=== WORK TO BE COMPLETED ===
Output all lines exactly, with nothing added or dropped.

****************

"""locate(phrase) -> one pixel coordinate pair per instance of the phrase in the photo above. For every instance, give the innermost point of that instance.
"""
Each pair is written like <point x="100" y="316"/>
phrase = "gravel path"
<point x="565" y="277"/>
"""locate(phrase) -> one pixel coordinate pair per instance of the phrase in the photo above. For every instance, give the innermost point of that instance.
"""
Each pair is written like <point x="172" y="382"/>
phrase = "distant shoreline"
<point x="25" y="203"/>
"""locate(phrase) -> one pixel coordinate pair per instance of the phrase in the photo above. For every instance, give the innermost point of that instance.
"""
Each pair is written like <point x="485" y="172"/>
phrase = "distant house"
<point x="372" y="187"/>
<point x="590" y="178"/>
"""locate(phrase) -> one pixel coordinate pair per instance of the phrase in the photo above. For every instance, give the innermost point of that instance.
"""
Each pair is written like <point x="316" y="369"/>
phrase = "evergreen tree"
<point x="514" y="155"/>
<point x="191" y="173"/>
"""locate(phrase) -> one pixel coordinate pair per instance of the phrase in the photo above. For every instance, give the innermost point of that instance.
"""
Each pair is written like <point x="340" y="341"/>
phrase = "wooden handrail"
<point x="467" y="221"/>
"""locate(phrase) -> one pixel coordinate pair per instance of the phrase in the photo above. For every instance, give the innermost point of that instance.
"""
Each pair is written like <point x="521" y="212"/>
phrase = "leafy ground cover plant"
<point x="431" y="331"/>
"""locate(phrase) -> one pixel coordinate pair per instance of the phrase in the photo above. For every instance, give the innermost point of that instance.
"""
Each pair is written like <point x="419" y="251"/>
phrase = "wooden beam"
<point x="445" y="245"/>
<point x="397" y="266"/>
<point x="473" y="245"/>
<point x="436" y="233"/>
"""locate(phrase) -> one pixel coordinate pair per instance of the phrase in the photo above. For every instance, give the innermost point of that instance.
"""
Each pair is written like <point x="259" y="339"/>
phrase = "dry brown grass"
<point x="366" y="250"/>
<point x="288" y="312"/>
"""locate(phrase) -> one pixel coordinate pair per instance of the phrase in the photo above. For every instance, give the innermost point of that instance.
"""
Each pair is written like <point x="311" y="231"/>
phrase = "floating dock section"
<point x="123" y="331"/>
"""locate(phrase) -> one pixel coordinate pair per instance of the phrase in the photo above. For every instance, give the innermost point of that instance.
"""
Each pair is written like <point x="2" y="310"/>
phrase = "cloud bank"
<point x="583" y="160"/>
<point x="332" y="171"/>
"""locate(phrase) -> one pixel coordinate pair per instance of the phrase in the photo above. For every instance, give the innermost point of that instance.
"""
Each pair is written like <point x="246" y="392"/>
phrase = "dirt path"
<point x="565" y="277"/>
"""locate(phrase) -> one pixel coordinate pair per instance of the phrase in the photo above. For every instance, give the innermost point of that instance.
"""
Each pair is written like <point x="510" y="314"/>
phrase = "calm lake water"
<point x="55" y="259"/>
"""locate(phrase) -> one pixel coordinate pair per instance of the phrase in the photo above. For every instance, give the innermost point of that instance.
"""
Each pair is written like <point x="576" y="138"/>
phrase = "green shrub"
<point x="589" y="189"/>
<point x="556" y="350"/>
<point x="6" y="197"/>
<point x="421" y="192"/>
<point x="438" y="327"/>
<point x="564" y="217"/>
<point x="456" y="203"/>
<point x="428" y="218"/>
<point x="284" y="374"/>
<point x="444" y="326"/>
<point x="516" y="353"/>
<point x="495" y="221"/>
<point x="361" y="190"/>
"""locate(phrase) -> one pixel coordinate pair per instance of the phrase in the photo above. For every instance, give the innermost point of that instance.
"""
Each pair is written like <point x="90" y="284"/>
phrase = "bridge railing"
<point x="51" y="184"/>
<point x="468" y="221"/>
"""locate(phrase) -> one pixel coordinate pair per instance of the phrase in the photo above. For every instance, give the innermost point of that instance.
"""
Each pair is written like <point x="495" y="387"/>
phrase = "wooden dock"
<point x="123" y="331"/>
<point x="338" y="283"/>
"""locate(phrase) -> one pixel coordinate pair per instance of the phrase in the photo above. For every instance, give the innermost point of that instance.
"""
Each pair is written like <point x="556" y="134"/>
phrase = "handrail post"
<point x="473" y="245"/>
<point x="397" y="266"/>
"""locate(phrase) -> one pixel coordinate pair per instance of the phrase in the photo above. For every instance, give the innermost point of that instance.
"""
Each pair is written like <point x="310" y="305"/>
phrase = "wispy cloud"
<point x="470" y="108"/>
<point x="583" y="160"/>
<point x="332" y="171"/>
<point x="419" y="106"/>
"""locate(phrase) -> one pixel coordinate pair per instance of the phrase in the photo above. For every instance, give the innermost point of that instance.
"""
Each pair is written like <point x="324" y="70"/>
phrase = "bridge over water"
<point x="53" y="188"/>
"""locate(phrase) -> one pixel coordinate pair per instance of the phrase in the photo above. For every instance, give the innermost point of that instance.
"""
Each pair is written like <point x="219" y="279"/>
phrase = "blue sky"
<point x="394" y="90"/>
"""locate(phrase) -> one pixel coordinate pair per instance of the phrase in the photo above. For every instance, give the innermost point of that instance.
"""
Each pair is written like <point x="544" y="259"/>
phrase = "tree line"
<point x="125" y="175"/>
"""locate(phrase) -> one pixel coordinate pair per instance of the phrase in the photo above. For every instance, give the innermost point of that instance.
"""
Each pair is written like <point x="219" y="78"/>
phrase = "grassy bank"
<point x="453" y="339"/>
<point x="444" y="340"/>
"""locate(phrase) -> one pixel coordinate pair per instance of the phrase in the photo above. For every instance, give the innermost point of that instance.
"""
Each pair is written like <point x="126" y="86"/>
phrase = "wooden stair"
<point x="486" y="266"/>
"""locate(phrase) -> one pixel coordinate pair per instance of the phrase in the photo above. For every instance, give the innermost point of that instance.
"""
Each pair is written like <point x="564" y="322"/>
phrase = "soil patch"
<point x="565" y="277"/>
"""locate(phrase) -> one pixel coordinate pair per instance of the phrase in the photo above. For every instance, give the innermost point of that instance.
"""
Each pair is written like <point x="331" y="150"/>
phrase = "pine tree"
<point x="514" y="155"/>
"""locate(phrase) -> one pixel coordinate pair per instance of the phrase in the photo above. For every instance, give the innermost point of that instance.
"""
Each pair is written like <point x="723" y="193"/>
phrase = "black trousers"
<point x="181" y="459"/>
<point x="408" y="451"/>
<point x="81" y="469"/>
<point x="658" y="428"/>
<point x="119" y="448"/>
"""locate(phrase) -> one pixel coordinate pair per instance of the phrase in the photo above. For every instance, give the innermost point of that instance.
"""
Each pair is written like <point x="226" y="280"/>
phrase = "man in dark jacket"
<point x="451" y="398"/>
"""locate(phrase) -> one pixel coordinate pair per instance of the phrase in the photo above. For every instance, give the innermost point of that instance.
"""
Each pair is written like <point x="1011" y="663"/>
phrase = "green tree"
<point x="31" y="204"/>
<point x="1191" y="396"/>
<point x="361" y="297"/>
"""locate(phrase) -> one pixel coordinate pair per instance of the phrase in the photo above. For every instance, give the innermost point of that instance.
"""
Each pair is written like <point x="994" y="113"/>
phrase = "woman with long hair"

****************

=== OUTPUT BELOW ===
"""locate(phrase) -> one pixel coordinate pair per instance of the phrase in the photo above. For every instance, give the innermost point of that instance.
"""
Each pair is written like <point x="100" y="316"/>
phrase = "gravel path"
<point x="565" y="277"/>
"""locate(phrase) -> one pixel coordinate pair per instance of the phrase in the photo above. For every instance, give the innermost point of that instance.
"""
Each pair is written like <point x="172" y="382"/>
phrase = "distant shoreline"
<point x="25" y="203"/>
"""locate(phrase) -> one pixel coordinate pair per instance of the phrase in the photo above. For every instance, give the innermost point of that instance.
"""
Each pair is written like <point x="485" y="172"/>
phrase = "distant house"
<point x="372" y="187"/>
<point x="590" y="178"/>
"""locate(phrase) -> one pixel coordinate pair per instance of the phrase in the photo above. For every instance, give the innermost point of that instance.
"""
Each pair is written like <point x="316" y="369"/>
phrase = "evergreen tree"
<point x="514" y="155"/>
<point x="191" y="173"/>
"""locate(phrase) -> one pixel coordinate pair per instance of the phrase in the photo above. For every instance, give the innermost point of that instance.
"""
Each pair is written like <point x="340" y="341"/>
phrase = "wooden handrail"
<point x="467" y="221"/>
"""locate(phrase) -> one pixel coordinate pair per instance of the phrase in the photo above. For every instance, give the innermost point of that instance.
"""
Each pair is written like <point x="521" y="212"/>
phrase = "leafy ground cover plant"
<point x="431" y="331"/>
"""locate(phrase) -> one pixel coordinate pair per instance of the phrase in the photo above. For every instance, give the innermost point of that instance.
"""
Each pair is written like <point x="419" y="251"/>
phrase = "wooden beam"
<point x="445" y="245"/>
<point x="397" y="266"/>
<point x="473" y="245"/>
<point x="436" y="233"/>
"""locate(phrase) -> one pixel coordinate pair per instance of the phrase in the photo above. For every instance, give the innermost point of that instance.
"""
Each pair is written like <point x="259" y="339"/>
phrase = "dry brown grass"
<point x="366" y="250"/>
<point x="288" y="312"/>
"""locate(phrase) -> one pixel coordinate pair per instance of the phrase in the photo above. For every instance, give the innermost point of that instance.
"""
Each pair is written like <point x="311" y="231"/>
phrase = "floating dock section"
<point x="123" y="331"/>
"""locate(phrase) -> one pixel coordinate pair per instance of the phrase in the photo above. For every instance, give the innermost point of that instance.
"""
Each pair is written like <point x="2" y="310"/>
phrase = "cloud bank"
<point x="583" y="160"/>
<point x="332" y="171"/>
"""locate(phrase) -> one pixel coordinate pair per instance of the phrase in the photo above. For every instance, give the innermost point of that instance.
"""
Each pair is written like <point x="246" y="392"/>
phrase = "dirt path"
<point x="565" y="277"/>
"""locate(phrase) -> one pixel coordinate pair per instance of the phrase in the photo above. For every instance, give the innermost point of that instance.
"""
Each pair is written like <point x="510" y="314"/>
phrase = "calm lake water"
<point x="55" y="259"/>
"""locate(phrase) -> one pixel coordinate pair per instance of the phrase in the photo above. For every instance, give the innermost point of that instance.
"""
Each pair is written like <point x="576" y="138"/>
phrase = "green shrub"
<point x="589" y="189"/>
<point x="556" y="350"/>
<point x="6" y="197"/>
<point x="421" y="192"/>
<point x="438" y="327"/>
<point x="564" y="217"/>
<point x="456" y="203"/>
<point x="428" y="218"/>
<point x="284" y="374"/>
<point x="444" y="326"/>
<point x="516" y="353"/>
<point x="495" y="221"/>
<point x="361" y="190"/>
"""locate(phrase) -> one pixel coordinate pair per instance of the phrase in the photo above. For every instance, give the innermost point of that instance.
"""
Each pair is written like <point x="90" y="284"/>
phrase = "bridge railing"
<point x="51" y="184"/>
<point x="468" y="221"/>
"""locate(phrase) -> one pixel coordinate pair per instance of the phrase in the photo above. For every instance, give the innermost point of that instance.
"""
Each pair is written like <point x="495" y="387"/>
phrase = "wooden dock"
<point x="123" y="331"/>
<point x="338" y="283"/>
"""locate(phrase) -> one pixel coordinate pair per instance of the phrase in the photo above. For every instance, give the innermost point of that instance.
"""
Each pair is written like <point x="556" y="134"/>
phrase = "handrail post"
<point x="473" y="245"/>
<point x="397" y="266"/>
"""locate(phrase) -> one pixel coordinate pair per instance of the phrase in the photo above. For every instance, give the innermost point of that instance.
"""
Each pair is written like <point x="310" y="305"/>
phrase = "wispy cloud"
<point x="470" y="108"/>
<point x="583" y="160"/>
<point x="332" y="171"/>
<point x="419" y="106"/>
"""locate(phrase) -> one pixel coordinate pair per instance of the phrase in the photo above. For every instance, give the innermost point of that instance.
"""
Each pair is written like <point x="324" y="70"/>
phrase = "bridge over water"
<point x="53" y="188"/>
"""locate(phrase) -> one pixel coordinate pair per instance of the phrase in the photo above. For every instance, give the innermost point of that instance.
"""
Each pair is written like <point x="219" y="279"/>
phrase = "blue sky"
<point x="394" y="90"/>
"""locate(phrase) -> one pixel coordinate pair per instance of the phrase in the photo above. For every instance, give the innermost point of that instance.
"""
Each pair is written like <point x="544" y="259"/>
phrase = "tree line"
<point x="125" y="175"/>
"""locate(phrase) -> one pixel coordinate pair per instance of the phrase in the photo above. For every instance, give the innermost point of that instance.
"""
Each pair is written like <point x="219" y="78"/>
phrase = "grassy bank"
<point x="453" y="339"/>
<point x="444" y="340"/>
"""locate(phrase) -> one pixel coordinate pair per instance of the phrase in the photo above. For every instance, give the innermost point of that instance.
"""
Each pair is written like <point x="126" y="86"/>
phrase = "wooden stair"
<point x="486" y="266"/>
"""locate(phrase) -> one pixel coordinate pair per instance of the phrase in the photo above. For every instance, give the innermost point of that instance.
"""
Each pair is written like <point x="564" y="322"/>
phrase = "soil patch"
<point x="565" y="277"/>
"""locate(phrase) -> one pixel coordinate pair per instance of the phrase in the photo above. For every instance, give the innermost point of that instance.
"""
Each pair is written like <point x="331" y="150"/>
phrase = "pine tree"
<point x="514" y="155"/>
"""locate(phrase) -> one pixel coordinate pair per instance of the phrase in the photo above. For every instance, give the innermost point of that instance.
"""
Each pair is written like <point x="723" y="193"/>
phrase = "black trousers"
<point x="181" y="459"/>
<point x="408" y="451"/>
<point x="81" y="469"/>
<point x="658" y="428"/>
<point x="119" y="448"/>
"""locate(phrase) -> one pixel coordinate pair per instance of the phrase in the photo above. For every instance, give the innermost point of that instance.
"""
Each pair is written like <point x="226" y="280"/>
phrase = "man in dark jacket"
<point x="451" y="398"/>
"""locate(phrase) -> one pixel coordinate pair per instance of the phrase in the photo above. For every instance, give the innermost point of that instance.
"""
Each pair is written like <point x="1011" y="663"/>
phrase = "green tree"
<point x="31" y="204"/>
<point x="1191" y="396"/>
<point x="361" y="297"/>
"""locate(phrase) -> one pixel coordinate pair per instance of the phrase in the photo above. For every instance, give the innermost point of that instance.
"""
Each pair is written like <point x="994" y="113"/>
phrase = "woman with long hair"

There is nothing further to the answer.